*Work required*: Render the data from the line containing "the school building" through the end of the data as a Markdown table with the columns Row and Line. Number each line and omit blank lines.
++++ Task input ++++
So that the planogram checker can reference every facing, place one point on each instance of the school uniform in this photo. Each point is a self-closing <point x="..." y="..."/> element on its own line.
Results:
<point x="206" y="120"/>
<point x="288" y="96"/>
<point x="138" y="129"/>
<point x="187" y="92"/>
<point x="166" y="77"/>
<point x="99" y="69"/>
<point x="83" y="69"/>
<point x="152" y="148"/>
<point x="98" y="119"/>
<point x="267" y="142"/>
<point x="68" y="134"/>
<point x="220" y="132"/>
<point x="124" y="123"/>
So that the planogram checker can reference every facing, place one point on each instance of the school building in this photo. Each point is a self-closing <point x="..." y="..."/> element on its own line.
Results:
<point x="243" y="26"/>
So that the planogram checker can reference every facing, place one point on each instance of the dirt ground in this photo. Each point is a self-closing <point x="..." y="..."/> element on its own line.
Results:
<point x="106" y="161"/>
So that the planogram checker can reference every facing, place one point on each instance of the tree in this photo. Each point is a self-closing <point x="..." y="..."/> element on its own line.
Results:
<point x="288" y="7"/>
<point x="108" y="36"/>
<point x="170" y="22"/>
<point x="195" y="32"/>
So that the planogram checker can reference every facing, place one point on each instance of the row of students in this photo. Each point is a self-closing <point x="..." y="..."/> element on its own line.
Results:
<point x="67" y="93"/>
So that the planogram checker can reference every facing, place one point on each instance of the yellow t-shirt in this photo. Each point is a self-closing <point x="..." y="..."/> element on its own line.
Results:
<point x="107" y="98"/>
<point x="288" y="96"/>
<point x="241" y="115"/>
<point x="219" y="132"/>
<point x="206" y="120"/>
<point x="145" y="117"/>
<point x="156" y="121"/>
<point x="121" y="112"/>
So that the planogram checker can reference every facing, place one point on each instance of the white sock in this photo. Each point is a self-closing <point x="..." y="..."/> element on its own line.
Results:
++++
*Worked answer*:
| Row | Line |
|---|---|
| 1 | So that the planogram checker can reference every facing, place one point on each instance of the school building in this photo. Each point is a self-closing <point x="..." y="..."/> element on its own line. |
| 2 | Results: |
| 3 | <point x="243" y="26"/> |
| 4 | So that the planogram checker can reference every facing, place one point on each instance of the dirt ground in this photo. Each point is a self-closing <point x="..." y="..."/> element on its own line. |
| 5 | Results: |
| 6 | <point x="106" y="161"/> |
| 7 | So that the planogram checker can reference every facing, place one point on each instance of the tree in this photo. Each point is a self-closing <point x="..." y="..."/> element on its own line. |
| 8 | Results: |
| 9 | <point x="288" y="7"/> |
| 10 | <point x="108" y="36"/> |
| 11 | <point x="170" y="22"/> |
| 12 | <point x="195" y="32"/> |
| 13 | So that the planogram checker can reference every facing, place one point on each instance of the row of students in this photo. Each point is a self-closing <point x="..." y="..."/> element on its own line. |
| 14 | Results: |
| 15 | <point x="67" y="93"/> |
| 16 | So that the planogram checker can reference every facing, place one point on each instance of the yellow t-shirt in this photo. Each point is a self-closing <point x="..." y="..."/> element on its own line. |
| 17 | Results: |
| 18 | <point x="107" y="98"/> |
| 19 | <point x="288" y="96"/> |
| 20 | <point x="241" y="115"/> |
| 21 | <point x="219" y="132"/> |
| 22 | <point x="206" y="120"/> |
| 23 | <point x="145" y="117"/> |
| 24 | <point x="156" y="121"/> |
| 25 | <point x="121" y="112"/> |
| 26 | So that the planogram checker can reference every facing, place one point on each instance of the white sock in this photo. Each point is a self-closing <point x="..." y="..."/> element on its own line. |
| 27 | Results: |